ABOUT THIS EXERCISE :: In one to three sentences, explain why the final commenter in the comment thread is unimpressed by the article's use of the term "non-linear."

EXTRACT ::
========================================
Life goes non-linear
October 18, 2010 12:29 PM   Subscribe

 
Um... Is this article written by the Jeff Goldblum character from Jurassic Park?
posted by Sys Rq at 12:51 PM on October 18, 2010 [1 favorite]


Oh Jesus...
posted by Artw at 12:53 PM on October 18, 2010


No. It was written by Keith Bennett, a professor of late-Quaternary environmental change at Queen's University Belfast.
posted by pwally at 12:53 PM on October 18, 2010


It's quite possible that if I hadn't blanked that from my brain i would have based a shitty pun for the title around it though.
posted by Artw at 12:54 PM on October 18, 2010 [1 favorite]


I know about the theory of evolution. I know about chaos theory. What the article doesn't seem explain is how chaos theory modifies our current understanding of evolution. I saw the term "non-linear" thrown out there, but anyone who has used a differential equation could probably have said the same thing. Is there someone familiar with Bennett's research who can say what is groundbreaking about his work?
========================================
[Stored data]
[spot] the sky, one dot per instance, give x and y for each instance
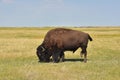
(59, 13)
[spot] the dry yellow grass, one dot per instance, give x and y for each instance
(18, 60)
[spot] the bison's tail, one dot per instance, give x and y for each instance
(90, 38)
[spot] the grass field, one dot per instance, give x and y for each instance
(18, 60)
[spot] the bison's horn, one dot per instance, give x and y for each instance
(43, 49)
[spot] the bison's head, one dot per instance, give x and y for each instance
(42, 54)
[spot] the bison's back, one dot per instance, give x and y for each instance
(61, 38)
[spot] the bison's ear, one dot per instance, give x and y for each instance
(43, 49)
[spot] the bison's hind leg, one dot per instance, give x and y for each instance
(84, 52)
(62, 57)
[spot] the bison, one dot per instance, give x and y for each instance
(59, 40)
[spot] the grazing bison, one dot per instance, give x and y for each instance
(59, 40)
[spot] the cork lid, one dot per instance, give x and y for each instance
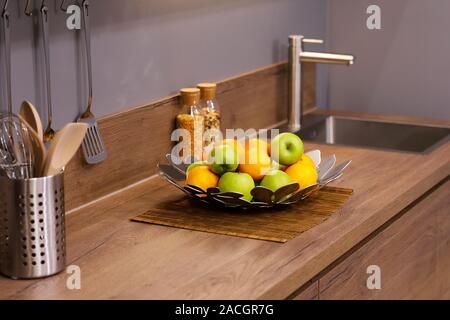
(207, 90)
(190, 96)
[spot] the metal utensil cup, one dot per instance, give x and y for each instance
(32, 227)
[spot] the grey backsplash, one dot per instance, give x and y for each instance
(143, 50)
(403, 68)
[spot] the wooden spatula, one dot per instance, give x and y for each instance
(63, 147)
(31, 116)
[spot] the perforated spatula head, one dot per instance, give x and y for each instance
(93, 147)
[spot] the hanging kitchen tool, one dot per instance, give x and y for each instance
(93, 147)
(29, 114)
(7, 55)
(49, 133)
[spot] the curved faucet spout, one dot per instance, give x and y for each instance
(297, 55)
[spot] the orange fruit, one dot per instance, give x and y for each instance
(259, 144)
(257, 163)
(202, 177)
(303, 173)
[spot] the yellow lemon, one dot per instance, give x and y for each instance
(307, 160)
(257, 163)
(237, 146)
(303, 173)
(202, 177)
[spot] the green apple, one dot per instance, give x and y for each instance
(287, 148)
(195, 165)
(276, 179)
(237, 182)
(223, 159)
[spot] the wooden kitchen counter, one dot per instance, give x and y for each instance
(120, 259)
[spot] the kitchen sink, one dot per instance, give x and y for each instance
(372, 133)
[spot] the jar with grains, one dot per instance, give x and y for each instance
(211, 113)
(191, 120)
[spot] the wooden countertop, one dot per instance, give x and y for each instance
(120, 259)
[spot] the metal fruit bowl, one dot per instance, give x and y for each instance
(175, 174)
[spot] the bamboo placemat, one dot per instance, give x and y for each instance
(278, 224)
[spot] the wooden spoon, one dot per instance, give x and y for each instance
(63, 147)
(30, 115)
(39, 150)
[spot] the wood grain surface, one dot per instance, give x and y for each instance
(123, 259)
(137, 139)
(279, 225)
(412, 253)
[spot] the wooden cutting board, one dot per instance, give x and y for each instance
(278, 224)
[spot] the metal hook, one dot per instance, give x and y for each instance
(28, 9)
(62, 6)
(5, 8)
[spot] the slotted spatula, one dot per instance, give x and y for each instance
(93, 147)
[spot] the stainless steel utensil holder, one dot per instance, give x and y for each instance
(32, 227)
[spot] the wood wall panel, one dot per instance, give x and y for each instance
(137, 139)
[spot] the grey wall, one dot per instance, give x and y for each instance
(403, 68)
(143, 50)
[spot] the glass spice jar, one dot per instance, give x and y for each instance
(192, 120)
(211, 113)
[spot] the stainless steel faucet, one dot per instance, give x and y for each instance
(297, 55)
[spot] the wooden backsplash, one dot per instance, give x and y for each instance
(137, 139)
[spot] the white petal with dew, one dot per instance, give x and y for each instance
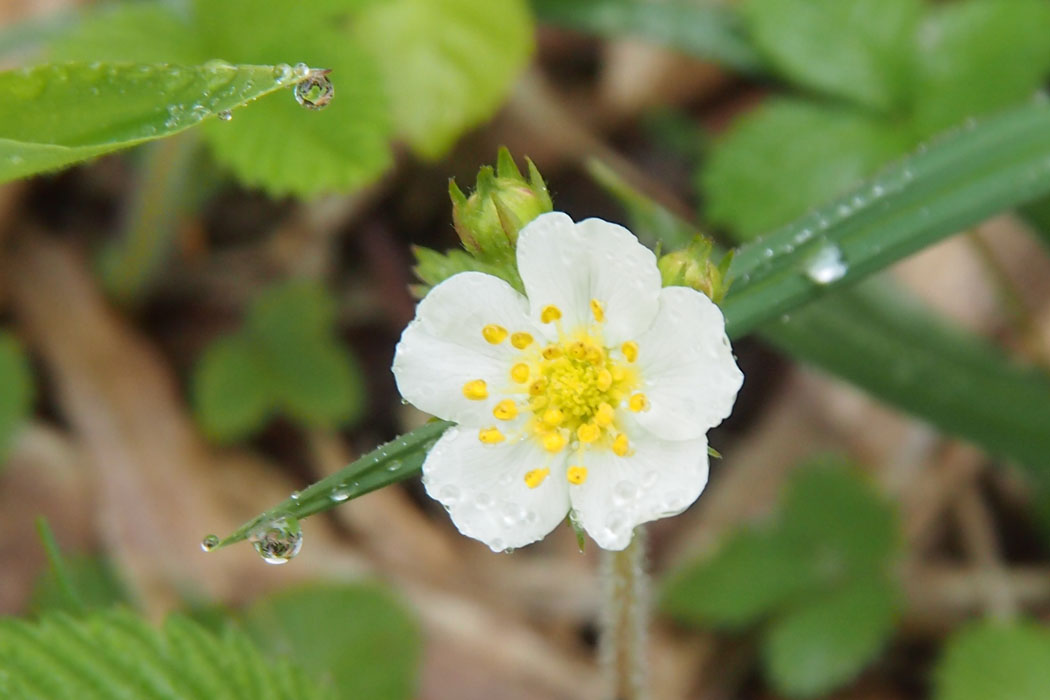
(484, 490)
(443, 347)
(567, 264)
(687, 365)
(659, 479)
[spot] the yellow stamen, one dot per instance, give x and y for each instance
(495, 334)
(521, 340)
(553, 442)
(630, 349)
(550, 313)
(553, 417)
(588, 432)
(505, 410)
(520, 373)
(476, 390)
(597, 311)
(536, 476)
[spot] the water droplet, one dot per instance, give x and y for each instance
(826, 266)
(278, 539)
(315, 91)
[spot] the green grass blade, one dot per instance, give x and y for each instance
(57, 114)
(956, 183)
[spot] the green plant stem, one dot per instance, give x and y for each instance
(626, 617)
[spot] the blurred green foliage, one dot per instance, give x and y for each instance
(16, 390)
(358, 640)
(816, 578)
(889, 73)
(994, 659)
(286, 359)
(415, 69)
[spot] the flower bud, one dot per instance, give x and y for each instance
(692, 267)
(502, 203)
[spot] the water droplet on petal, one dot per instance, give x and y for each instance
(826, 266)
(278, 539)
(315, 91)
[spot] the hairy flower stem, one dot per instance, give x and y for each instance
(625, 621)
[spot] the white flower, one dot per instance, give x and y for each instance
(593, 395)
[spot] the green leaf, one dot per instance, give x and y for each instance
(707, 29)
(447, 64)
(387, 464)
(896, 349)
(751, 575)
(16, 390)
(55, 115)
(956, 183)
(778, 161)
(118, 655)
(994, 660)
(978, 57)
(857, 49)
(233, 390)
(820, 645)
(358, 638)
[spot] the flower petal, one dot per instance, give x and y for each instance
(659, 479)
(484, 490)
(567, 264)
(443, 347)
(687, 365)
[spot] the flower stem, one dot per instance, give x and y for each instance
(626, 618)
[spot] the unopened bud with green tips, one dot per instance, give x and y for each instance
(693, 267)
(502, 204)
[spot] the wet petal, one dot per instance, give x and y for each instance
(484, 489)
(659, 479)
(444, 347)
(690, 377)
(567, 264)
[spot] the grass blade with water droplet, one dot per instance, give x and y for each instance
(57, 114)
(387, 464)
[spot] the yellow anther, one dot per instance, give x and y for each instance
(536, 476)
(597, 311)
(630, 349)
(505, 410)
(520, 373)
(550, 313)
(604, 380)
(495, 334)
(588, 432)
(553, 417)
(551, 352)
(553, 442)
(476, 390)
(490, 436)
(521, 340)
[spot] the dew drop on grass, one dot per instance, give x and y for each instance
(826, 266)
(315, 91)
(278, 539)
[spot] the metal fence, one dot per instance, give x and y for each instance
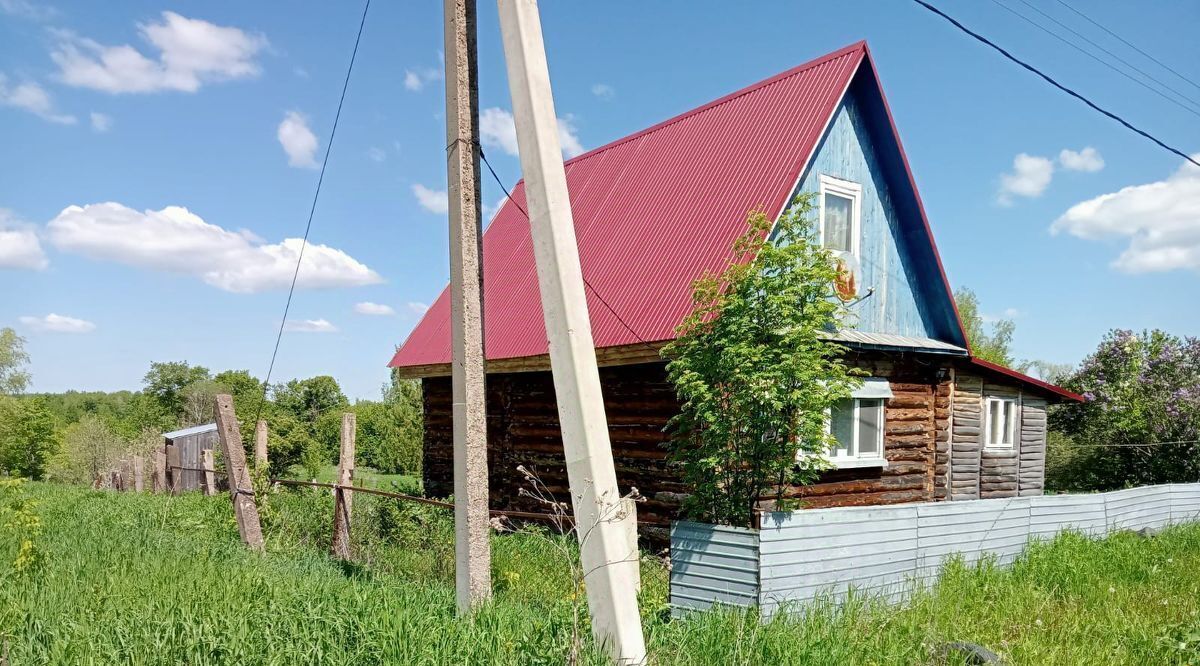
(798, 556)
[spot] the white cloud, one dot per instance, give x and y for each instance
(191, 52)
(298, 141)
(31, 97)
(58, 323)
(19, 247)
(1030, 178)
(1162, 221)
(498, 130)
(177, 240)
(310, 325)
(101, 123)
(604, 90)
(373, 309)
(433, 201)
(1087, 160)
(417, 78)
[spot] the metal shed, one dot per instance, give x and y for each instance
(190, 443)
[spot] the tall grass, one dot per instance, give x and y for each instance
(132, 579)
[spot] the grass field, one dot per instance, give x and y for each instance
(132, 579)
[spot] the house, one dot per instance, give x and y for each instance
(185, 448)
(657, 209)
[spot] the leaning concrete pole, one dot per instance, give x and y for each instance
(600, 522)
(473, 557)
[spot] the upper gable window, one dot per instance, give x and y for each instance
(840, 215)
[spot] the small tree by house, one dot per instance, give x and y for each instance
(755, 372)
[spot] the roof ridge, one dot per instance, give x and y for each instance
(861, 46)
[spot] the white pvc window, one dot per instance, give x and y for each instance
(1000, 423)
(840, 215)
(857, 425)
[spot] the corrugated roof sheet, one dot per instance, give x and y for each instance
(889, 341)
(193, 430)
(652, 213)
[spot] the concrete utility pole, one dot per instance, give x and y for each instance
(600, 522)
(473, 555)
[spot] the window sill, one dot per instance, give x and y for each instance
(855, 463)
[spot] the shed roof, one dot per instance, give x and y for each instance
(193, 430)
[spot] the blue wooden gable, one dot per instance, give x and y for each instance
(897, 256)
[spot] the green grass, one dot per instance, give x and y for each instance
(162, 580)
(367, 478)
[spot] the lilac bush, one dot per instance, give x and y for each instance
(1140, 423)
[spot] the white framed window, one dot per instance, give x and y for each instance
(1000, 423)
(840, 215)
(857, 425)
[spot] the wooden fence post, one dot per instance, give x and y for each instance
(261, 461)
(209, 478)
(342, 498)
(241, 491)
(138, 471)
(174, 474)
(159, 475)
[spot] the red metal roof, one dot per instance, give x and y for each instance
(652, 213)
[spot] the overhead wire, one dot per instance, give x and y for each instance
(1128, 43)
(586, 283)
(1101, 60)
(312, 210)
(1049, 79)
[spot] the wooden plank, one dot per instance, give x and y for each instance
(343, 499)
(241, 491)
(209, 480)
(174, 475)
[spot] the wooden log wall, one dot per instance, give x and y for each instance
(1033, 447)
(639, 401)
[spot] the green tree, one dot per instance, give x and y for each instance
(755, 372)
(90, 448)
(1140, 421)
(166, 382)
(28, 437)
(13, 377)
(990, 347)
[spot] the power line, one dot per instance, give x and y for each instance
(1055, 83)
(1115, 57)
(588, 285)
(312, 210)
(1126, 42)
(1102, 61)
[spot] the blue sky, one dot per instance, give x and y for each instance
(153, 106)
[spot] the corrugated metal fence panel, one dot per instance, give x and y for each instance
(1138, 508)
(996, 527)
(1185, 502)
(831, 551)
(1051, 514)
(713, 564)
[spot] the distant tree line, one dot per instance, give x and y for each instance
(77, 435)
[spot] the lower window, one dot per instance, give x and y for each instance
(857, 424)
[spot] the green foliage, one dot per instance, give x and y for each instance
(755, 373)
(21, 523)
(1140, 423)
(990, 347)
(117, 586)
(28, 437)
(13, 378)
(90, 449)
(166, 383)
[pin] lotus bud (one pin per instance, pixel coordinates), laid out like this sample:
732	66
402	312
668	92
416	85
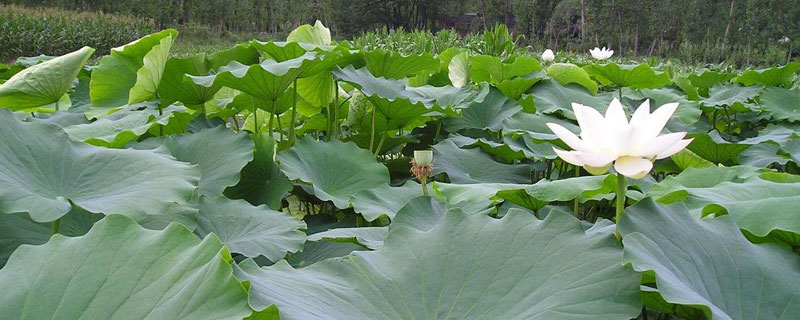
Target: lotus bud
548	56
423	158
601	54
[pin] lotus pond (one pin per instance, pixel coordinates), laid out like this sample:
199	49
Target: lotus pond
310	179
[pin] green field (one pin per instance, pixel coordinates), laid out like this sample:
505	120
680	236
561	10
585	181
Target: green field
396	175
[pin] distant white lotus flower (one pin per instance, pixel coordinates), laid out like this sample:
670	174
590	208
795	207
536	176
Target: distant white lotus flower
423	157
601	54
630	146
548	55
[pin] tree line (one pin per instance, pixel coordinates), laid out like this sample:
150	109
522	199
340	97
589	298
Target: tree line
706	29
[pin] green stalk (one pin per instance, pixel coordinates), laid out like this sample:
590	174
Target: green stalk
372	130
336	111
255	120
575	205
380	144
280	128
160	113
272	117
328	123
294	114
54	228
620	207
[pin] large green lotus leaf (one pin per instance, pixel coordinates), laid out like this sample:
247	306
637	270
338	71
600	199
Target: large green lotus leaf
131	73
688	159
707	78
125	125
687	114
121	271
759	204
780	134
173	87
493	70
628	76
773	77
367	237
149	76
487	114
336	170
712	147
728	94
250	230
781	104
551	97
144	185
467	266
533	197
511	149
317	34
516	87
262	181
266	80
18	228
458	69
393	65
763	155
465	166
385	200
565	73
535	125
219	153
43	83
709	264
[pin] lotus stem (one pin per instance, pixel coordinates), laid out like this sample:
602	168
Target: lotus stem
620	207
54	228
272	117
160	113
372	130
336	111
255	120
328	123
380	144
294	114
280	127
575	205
========================================
ANSWER SECTION :: The commenter says that anyone who has used a differential equation could probably have said the same thing. The article also doesn't seem to explain how chaos theory modifies the current understanding of evolution.